-- start Stored rows --

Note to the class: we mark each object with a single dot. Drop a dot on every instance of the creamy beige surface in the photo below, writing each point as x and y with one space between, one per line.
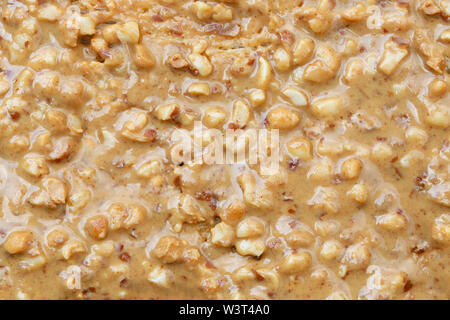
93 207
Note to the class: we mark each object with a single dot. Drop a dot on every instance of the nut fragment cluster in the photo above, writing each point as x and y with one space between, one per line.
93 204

-- end Stored rows --
-- start Stored rows --

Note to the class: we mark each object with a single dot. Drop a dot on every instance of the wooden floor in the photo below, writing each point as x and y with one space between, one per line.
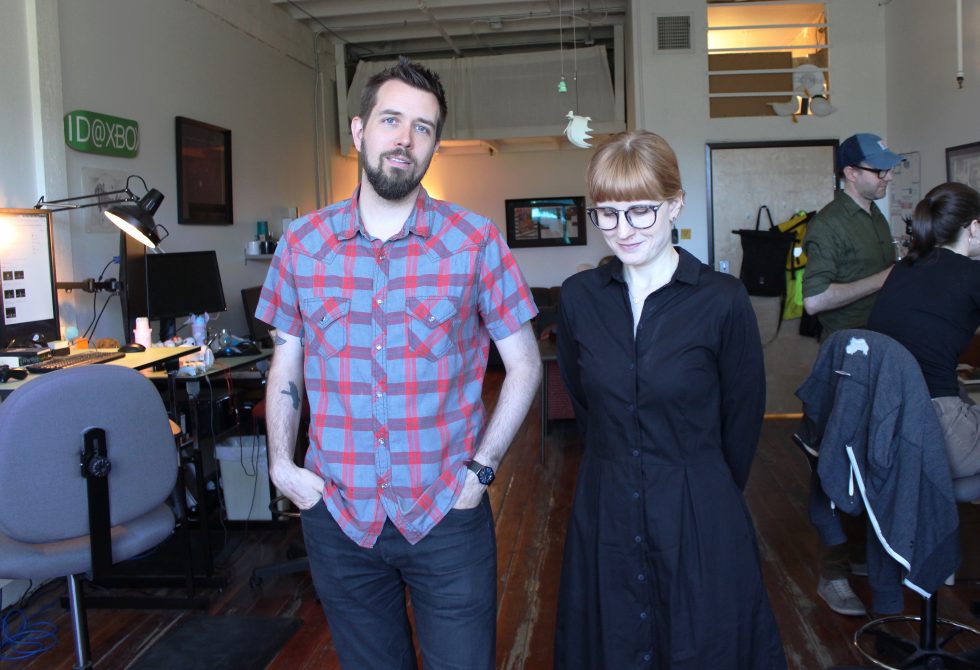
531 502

-- end Stored rows --

* Prompt:
From the data above, pull out each line that contains the word "every", copying those lines unchanged and leaving out the rest.

* Expected output:
Note to the class: we mark each object with a single dot. Drop a dot on every instance of the creamy beige surface in the photo below, writing each point as x and y with one space between, one per line.
Note to the class: we mark each object with a single dot. Drop a dot on every instance of the nut fragment cluster in the photo above, writing each point as x and y with one space between, one per line.
Note to the class: we mark each object with a single dot. Drop a dot on every instance of the wooden floor in the photo below, writing each point as x and y with one space between, one per line.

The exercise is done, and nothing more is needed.